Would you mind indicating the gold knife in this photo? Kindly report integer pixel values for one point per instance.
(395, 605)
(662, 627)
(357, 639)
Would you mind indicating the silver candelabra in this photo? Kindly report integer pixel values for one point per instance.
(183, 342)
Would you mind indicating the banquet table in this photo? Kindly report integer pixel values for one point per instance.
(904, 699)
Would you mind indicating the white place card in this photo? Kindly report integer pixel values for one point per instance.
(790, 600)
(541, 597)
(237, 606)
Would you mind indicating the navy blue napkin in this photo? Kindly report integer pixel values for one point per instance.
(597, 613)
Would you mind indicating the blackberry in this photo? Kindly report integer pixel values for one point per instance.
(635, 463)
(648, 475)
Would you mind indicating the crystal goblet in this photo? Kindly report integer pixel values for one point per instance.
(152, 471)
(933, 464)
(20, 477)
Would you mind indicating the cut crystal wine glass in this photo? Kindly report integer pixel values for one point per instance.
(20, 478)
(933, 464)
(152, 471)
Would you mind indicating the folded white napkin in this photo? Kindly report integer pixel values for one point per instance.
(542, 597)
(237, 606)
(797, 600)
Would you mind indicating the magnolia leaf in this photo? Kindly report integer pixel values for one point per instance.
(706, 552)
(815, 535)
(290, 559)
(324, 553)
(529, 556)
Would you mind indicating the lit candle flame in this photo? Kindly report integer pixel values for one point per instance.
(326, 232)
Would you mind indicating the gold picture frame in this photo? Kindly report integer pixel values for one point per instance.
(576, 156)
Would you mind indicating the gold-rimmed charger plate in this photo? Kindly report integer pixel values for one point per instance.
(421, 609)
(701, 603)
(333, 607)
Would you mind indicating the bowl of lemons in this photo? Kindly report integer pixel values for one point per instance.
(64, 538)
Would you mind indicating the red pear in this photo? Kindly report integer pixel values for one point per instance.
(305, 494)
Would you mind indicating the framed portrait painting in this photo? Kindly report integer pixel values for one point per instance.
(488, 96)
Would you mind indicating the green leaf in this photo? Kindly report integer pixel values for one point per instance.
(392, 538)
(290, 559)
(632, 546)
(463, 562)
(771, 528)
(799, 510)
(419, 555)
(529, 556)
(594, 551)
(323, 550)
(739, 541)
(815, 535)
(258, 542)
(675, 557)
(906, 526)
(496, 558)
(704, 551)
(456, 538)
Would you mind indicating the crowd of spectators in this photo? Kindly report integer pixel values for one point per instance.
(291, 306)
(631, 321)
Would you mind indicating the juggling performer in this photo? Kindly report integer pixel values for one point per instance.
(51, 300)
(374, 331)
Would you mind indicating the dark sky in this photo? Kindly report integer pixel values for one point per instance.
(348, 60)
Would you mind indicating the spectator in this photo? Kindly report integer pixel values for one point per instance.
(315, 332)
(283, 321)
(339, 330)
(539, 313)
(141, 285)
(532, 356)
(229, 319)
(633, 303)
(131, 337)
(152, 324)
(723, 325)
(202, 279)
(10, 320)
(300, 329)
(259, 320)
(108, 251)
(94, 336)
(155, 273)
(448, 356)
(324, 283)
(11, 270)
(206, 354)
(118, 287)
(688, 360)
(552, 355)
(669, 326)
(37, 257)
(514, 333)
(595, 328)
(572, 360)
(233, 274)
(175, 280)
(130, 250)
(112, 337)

- - - - - - -

* [PROBLEM TO SOLVE] Write out every one of the entries above again, word for word, with nothing changed.

* [EXPECTED OUTPUT]
Would you mind indicating the gold knife in this photo? Kindly report integer pixel values for one point per instance.
(395, 605)
(662, 627)
(357, 639)
Would you mind indicating the silver candelabra in this photo? Kindly report integer pixel values for one point per instance.
(183, 342)
Would you mind indicating the banquet table in this photo? Kindly report integer pixel values for one point per instance.
(904, 699)
Would you mind indicating the white place card in this photo? Kindly report integer pixel values for one point per instance.
(790, 600)
(541, 597)
(237, 606)
Would you mind indicating the navy blue napkin in this photo? Kindly report integer pixel values for one point per instance.
(597, 613)
Would you mind indicating the blackberry in this photo? Kindly report integer pixel values for one point per instance.
(635, 463)
(648, 475)
Would you mind indicating the crystal goblet in this photo? Kindly report integer pixel values for one point per instance.
(152, 471)
(933, 464)
(20, 477)
Would you mind indicating the cut crystal wine glass in this photo? Kindly report integer pixel values for one point per instance.
(20, 478)
(933, 464)
(152, 471)
Would you mind indicating the folded white napkin in this photo? Kindly report integer pixel values for one point per instance.
(542, 597)
(237, 606)
(797, 600)
Would you mind indicating the magnolia leaf in this photo? Kindly report integer pixel values for one point per instance.
(706, 552)
(815, 535)
(290, 559)
(324, 553)
(529, 556)
Would you mind indicating the lit candle flame in this photo? Kindly report integer pixel values for one point per instance.
(326, 232)
Would you mind indicating the gold picture frame in this photo? Kindly report integer pixel values for one point per instance.
(576, 156)
Would you mind indicating the gold-rimmed charger plate in this photo? Kindly report integer pixel values for one point per instance.
(421, 609)
(701, 603)
(333, 607)
Would you mind indicating the bowl of lemons in this photo? Kindly report integer pixel values for one point per instance.
(64, 538)
Would you mind indicating the red pear in this photo? Kindly report integer pixel values for one point per instance.
(305, 494)
Would you mind indicating the framed portrait painting in this photo? Kindly report integer pixel values for one point per instance.
(488, 96)
Would you mind indicating the green leaf in this photo? Kindly report integer pixel values for one point per instance.
(392, 538)
(290, 559)
(632, 546)
(463, 562)
(771, 528)
(799, 510)
(419, 555)
(529, 556)
(594, 551)
(323, 550)
(739, 541)
(815, 535)
(258, 542)
(675, 557)
(906, 526)
(496, 558)
(704, 551)
(456, 538)
Would you mind indicating the crowd of spectators in this photo? Kindly report integer pixel values for one point per instance.
(291, 306)
(631, 321)
Would you mind indicating the juggling performer in this photo? Kindly report integer pixel values for one point per instance.
(51, 300)
(374, 331)
Would you mind indicating the dark sky in this photo? Kindly report integer pixel values for one point per instance.
(348, 60)
Would you mind indicating the spectator in this photo? Kindly report integer pixel values for one point per instance.
(315, 332)
(283, 321)
(339, 330)
(539, 313)
(141, 285)
(532, 356)
(229, 319)
(633, 303)
(131, 337)
(152, 324)
(723, 325)
(202, 279)
(10, 320)
(300, 329)
(259, 320)
(108, 251)
(94, 336)
(155, 273)
(448, 356)
(324, 283)
(11, 270)
(206, 354)
(118, 287)
(688, 360)
(552, 355)
(669, 326)
(37, 257)
(514, 333)
(595, 328)
(572, 360)
(233, 274)
(175, 280)
(130, 250)
(112, 337)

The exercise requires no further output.